## ASSIGNED TASK
Would you print all of the records below exactly, without skipping any?

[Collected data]
******
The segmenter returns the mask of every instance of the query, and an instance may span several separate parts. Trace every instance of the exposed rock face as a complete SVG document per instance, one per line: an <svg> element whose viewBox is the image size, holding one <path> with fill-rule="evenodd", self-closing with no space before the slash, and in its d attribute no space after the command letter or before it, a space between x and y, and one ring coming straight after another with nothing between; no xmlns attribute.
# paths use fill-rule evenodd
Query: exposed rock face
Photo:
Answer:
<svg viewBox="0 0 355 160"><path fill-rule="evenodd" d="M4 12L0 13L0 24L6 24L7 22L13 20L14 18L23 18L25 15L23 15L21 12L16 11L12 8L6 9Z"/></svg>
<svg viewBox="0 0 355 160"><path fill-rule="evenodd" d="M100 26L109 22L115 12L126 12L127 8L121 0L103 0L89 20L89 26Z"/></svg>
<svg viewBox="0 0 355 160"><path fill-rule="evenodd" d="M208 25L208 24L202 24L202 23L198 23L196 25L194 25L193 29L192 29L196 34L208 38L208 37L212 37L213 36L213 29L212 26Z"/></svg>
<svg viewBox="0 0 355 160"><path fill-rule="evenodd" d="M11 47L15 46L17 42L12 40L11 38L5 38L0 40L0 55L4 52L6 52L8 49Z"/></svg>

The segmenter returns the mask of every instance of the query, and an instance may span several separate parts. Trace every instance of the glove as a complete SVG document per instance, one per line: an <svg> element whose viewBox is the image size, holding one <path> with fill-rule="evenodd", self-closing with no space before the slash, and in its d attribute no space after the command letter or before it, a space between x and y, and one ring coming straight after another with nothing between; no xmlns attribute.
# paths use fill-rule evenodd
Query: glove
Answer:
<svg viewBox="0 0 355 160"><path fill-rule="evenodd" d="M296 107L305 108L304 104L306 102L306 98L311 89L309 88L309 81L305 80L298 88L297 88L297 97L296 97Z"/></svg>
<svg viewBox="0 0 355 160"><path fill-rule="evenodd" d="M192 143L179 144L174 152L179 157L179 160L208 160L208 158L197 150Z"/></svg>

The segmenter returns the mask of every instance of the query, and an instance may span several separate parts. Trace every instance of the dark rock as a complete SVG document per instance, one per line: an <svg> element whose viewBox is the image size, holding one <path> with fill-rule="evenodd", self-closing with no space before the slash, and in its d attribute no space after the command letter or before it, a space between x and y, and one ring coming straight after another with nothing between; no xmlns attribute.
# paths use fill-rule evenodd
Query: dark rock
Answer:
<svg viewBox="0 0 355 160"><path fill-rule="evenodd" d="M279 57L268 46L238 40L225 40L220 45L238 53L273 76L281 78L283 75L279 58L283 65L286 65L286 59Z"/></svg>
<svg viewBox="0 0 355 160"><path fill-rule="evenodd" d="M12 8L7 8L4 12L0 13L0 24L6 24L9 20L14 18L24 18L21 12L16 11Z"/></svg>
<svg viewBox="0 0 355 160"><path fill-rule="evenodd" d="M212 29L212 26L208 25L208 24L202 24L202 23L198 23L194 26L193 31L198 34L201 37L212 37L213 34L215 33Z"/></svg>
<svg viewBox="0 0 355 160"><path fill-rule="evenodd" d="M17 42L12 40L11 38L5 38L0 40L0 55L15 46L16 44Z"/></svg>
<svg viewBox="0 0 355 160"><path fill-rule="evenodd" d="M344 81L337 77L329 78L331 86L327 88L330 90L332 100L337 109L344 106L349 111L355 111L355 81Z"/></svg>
******
## SOLVED PROBLEM
The segmenter returns the mask of every instance of the query, and an instance may span several separate parts. Trace every instance of the exposed rock face as a complete SVG document per instance, one per line: an <svg> element whose viewBox is the image size, holding one <path> with fill-rule="evenodd", self-closing with no space before the slash, and in its d attribute no space after the command letter or before it, a space between x and y, and one ring coming straight after another with nothing between; no xmlns attribute.
# paths use fill-rule evenodd
Query: exposed rock face
Photo:
Answer:
<svg viewBox="0 0 355 160"><path fill-rule="evenodd" d="M4 12L0 13L0 24L6 24L7 22L13 20L14 18L23 18L25 15L23 15L21 12L16 11L12 8L6 9Z"/></svg>
<svg viewBox="0 0 355 160"><path fill-rule="evenodd" d="M100 26L109 22L115 12L126 12L127 8L121 0L103 0L89 20L89 26Z"/></svg>
<svg viewBox="0 0 355 160"><path fill-rule="evenodd" d="M208 25L208 24L202 24L202 23L198 23L196 25L194 25L193 29L192 29L196 34L208 38L208 37L212 37L213 36L213 29L212 26Z"/></svg>
<svg viewBox="0 0 355 160"><path fill-rule="evenodd" d="M11 47L15 46L17 42L12 40L11 38L5 38L0 40L0 55L4 52L6 52L8 49Z"/></svg>

The segmenter returns the mask of every instance of the query, and an instance may span several separate parts. Trace every instance of the glove as a complete SVG document per instance, one per line: an <svg> element whose viewBox is the image size, holding one <path> with fill-rule="evenodd", self-closing with no space before the slash, and in its d attribute no space after the command letter or before it, a space between x and y, and one ring coming straight after another with nothing between; no xmlns attribute.
# paths use fill-rule evenodd
Query: glove
Answer:
<svg viewBox="0 0 355 160"><path fill-rule="evenodd" d="M296 107L305 108L304 104L306 102L306 98L311 89L309 88L309 81L305 80L298 88L297 88L297 97L296 97Z"/></svg>
<svg viewBox="0 0 355 160"><path fill-rule="evenodd" d="M192 143L179 144L174 152L179 157L179 160L208 160L208 158L197 150Z"/></svg>

The segmenter returns the mask of every instance of the query, and an instance may span several separate parts. Trace every instance of the dark rock as a complete SVG document per instance, one per line: an <svg> element whose viewBox is the image size, holding one <path> with fill-rule="evenodd", self-closing with no space before the slash, and in its d attribute no space after the command letter or before it, a space between x and y, and one ring coming straight after another with nothing between; no xmlns attribute.
# paths use fill-rule evenodd
Query: dark rock
Answer:
<svg viewBox="0 0 355 160"><path fill-rule="evenodd" d="M279 57L268 46L238 40L225 40L220 45L238 53L273 76L281 78L283 75L279 58L283 65L286 65L286 59Z"/></svg>
<svg viewBox="0 0 355 160"><path fill-rule="evenodd" d="M12 8L7 8L4 12L0 13L0 24L6 24L9 20L14 18L24 18L21 12L16 11Z"/></svg>
<svg viewBox="0 0 355 160"><path fill-rule="evenodd" d="M212 29L212 26L208 25L208 24L202 24L202 23L198 23L194 26L193 31L198 34L201 37L212 37L213 34L215 33Z"/></svg>
<svg viewBox="0 0 355 160"><path fill-rule="evenodd" d="M17 42L12 40L11 38L5 38L0 40L0 55L15 46L16 44Z"/></svg>
<svg viewBox="0 0 355 160"><path fill-rule="evenodd" d="M344 81L337 77L329 78L331 86L327 88L330 90L332 100L337 109L344 106L349 111L355 111L355 81Z"/></svg>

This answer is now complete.